(Beginning of RECORDS FOR THIS EXERCISE)
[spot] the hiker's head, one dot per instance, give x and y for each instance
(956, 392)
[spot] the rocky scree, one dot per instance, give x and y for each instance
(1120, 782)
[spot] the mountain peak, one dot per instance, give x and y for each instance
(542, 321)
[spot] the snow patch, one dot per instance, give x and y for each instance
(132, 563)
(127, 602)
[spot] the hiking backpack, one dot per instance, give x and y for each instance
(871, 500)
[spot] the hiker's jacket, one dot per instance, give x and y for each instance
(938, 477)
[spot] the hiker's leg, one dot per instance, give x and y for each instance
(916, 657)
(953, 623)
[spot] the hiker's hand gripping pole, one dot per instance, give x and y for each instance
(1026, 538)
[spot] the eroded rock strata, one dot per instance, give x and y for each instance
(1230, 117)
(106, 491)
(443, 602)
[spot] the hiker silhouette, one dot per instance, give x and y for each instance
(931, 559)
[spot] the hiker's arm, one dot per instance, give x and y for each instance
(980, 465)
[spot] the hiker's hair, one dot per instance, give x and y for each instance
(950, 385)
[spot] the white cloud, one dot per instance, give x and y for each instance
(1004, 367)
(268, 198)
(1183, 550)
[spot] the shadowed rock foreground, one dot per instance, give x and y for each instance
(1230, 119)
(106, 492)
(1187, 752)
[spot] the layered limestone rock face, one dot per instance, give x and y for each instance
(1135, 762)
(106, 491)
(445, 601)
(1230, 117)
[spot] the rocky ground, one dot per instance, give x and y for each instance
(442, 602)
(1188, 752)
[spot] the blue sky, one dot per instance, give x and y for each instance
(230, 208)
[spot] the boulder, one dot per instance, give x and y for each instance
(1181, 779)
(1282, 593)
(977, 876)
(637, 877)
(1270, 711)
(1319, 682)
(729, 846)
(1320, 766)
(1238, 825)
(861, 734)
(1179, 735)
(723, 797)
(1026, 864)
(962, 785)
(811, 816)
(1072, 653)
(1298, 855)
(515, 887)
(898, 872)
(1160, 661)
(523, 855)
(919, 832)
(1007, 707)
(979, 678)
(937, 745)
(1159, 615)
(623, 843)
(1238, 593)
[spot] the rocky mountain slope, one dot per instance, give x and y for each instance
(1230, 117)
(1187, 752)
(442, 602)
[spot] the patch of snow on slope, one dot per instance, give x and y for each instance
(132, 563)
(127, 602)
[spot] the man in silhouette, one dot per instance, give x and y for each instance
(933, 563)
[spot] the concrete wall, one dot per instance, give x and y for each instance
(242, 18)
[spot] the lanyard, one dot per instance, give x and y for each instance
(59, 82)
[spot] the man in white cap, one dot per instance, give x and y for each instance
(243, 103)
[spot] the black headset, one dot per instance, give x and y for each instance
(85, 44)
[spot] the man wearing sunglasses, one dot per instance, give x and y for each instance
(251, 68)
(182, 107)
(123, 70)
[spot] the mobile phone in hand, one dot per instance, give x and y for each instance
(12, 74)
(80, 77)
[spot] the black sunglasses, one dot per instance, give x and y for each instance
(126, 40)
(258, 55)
(End of RECORDS FOR THIS EXERCISE)
● **YOUR OBJECTIVE**: Extract the entries above verbatim.

● **PROBLEM SOLUTION**:
[spot] the hiker's head, one dot per instance, give x and y for each instance
(956, 392)
[spot] the rocky scree, one dot per instance, give x and y for each instance
(1120, 782)
[spot] the mountain peak, one dot per instance, give x and y for each instance
(542, 321)
[spot] the snow patch, one dot per instance, give x and y for each instance
(132, 563)
(127, 602)
[spot] the hiking backpack, one dot per instance, give x and y for each instance
(871, 500)
[spot] the hiker's jacket, one dot per instance, give x and y for each instance
(938, 477)
[spot] the hiker's leg, one dot per instance, give x and y for each instance
(916, 657)
(953, 623)
[spot] the hiker's hand gripping pole, one dot per instance, give x and y for each instance
(1026, 538)
[spot] the eroded rock strata, one dot per instance, give x and y for each instance
(1230, 117)
(106, 491)
(443, 602)
[spot] the hiker silhouette, one dot per instance, give x and y for each instance
(931, 559)
[spot] the hiker's arm, one dot per instance, give x and y for each instance
(980, 465)
[spot] the hiker's hair, one dot per instance, give x and y for each instance
(950, 385)
[spot] the white cloud, one dot per instance, give x and y for each instance
(1004, 367)
(268, 198)
(1183, 550)
[spot] the shadowed rock foreground, one dot per instance, give x and y for each instance
(1230, 119)
(106, 492)
(1187, 752)
[spot] the layered limestone rock face, one dot per instance, give x and y for each instance
(1135, 762)
(106, 491)
(445, 601)
(1230, 117)
[spot] the rocky ground, one dot per instance, give x and y for each instance
(442, 602)
(1188, 752)
[spot] the blue sky, one dot per instance, give x and y for each instance
(230, 208)
[spot] the boulder, one dot per instance, give x and y for each instance
(1181, 779)
(1282, 593)
(977, 876)
(637, 877)
(1270, 711)
(1319, 682)
(729, 846)
(1320, 766)
(1238, 825)
(861, 734)
(1179, 735)
(723, 797)
(1026, 864)
(962, 785)
(811, 816)
(1072, 653)
(1298, 855)
(515, 887)
(898, 872)
(1160, 661)
(523, 855)
(919, 832)
(1007, 707)
(979, 678)
(937, 745)
(1159, 615)
(623, 843)
(1238, 593)
[spot] the rocky mountain slope, one dot per instance, give x and y for each instance
(1230, 117)
(1187, 752)
(442, 602)
[spot] the patch of snow on slope, one dot per instance, give x and y for each instance
(132, 563)
(127, 602)
[spot] the man in silhouette, one dot per instance, give x and y for each instance
(933, 563)
[spot] the concrete wall, one dot per instance, give x and y for each instance
(242, 18)
[spot] the lanyard, one dot per instance, give x and y for each instance
(59, 82)
[spot] the man in white cap, one dot per instance, give x and y for each instance
(243, 103)
[spot] the black headset, one dot per instance, give x and y for each instance
(85, 44)
[spot] the man wearing sunglasses, one dot per instance, give x and y for each instance
(251, 68)
(182, 107)
(123, 70)
[spot] the mobile phone in hand, one dot per instance, give x and y for each instance
(12, 74)
(80, 77)
[spot] the black sunglasses, one dot per instance, give x and y for each instance
(126, 40)
(258, 55)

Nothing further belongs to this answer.